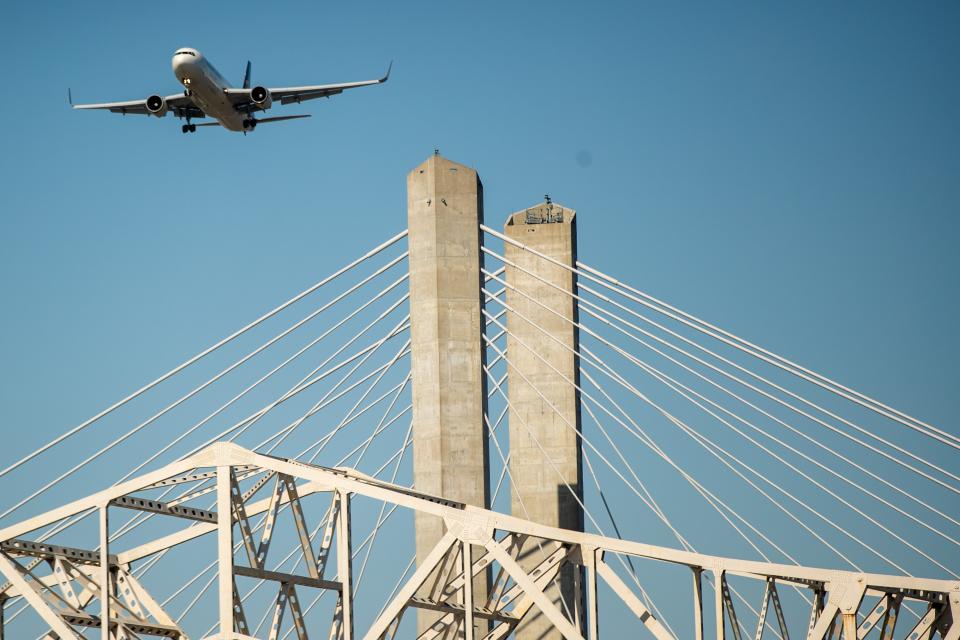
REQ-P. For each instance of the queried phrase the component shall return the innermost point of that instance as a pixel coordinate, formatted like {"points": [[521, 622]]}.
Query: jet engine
{"points": [[261, 97], [157, 106]]}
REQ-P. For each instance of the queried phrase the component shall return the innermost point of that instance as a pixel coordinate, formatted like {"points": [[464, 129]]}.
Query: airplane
{"points": [[207, 93]]}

# # # #

▶ _What is asked_
Copy out every line above word for word, omitting the pictures.

▶ _Task output_
REQ-P. For each instance of the queried phrase the component shall return the innermost point of that instance as a pixel coordinate, formatted like {"points": [[521, 622]]}.
Query: jet engine
{"points": [[261, 97], [157, 106]]}
REQ-P. For each instance of the queried phrase the component shall return the innermost point of that instance as a pixel coordinate, formatted like {"points": [[464, 129]]}.
Query: airplane
{"points": [[207, 93]]}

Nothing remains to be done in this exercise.